What is it they say about bearers of bad news? Remember when the bearer of bad news was usually the gossip hanging around the Bay, the band office, the bar, the church or down by the river bank. These days it is usually us at The Nation who have that thankless job.

The Cree leadership have decided to suspend the $600-million forestry lawsuit without consulting the people they are supposed to be serving. We suspected they wouldn’t go ahead with the suit when it was first mentioned. Word came that someone had assured the forestry companies that the Crees would drop the suit.

Those consultation hearings you might have gone to were just to keep you quiet. It was all in their master plan. Keep the trappers whose lands would be affected quiet by launching a suit on their behalf and quietly drop it. Maybe they won’t notice. Better yet, name a talleyman with a questionable background as lead plaintiff so if we don’t actually drop the case we stand a better chance of losing. I believe that’s called sabotage.

* **Data under study**
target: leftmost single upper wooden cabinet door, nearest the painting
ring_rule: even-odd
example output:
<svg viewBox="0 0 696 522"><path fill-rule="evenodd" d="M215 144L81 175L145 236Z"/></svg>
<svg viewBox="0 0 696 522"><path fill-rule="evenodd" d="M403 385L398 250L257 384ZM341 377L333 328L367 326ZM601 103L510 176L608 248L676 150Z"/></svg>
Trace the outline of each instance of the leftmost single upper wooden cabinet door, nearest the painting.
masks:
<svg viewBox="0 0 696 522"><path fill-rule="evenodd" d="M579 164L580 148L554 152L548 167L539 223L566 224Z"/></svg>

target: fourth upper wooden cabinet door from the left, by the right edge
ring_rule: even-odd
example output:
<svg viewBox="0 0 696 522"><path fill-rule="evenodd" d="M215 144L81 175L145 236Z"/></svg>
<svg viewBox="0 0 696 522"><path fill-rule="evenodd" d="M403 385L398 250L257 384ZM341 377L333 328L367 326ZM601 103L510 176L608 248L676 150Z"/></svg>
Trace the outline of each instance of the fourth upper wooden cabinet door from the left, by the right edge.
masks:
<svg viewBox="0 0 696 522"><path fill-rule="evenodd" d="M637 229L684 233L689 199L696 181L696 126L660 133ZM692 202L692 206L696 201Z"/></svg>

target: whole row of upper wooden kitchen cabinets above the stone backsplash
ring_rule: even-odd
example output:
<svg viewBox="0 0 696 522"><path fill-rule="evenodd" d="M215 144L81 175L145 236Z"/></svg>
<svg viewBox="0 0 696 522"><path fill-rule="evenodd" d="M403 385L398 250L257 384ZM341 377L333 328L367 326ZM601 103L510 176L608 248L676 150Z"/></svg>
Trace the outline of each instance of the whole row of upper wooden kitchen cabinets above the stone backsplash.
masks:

* **Assignment**
In the editorial on the forestry lawsuit, how much was the lawsuit worth?

* **Response to this task**
$600 million.